* _Exercise instructions_:
Repeat the material below word for word, keeping each line unchanged and in its original order.

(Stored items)
==========
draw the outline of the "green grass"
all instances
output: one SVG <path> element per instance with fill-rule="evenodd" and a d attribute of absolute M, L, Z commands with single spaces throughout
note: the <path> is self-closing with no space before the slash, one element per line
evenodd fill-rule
==========
* _Written response_:
draw the outline of the "green grass"
all instances
output: one SVG <path> element per instance with fill-rule="evenodd" and a d attribute of absolute M, L, Z commands with single spaces throughout
note: the <path> is self-closing with no space before the slash, one element per line
evenodd fill-rule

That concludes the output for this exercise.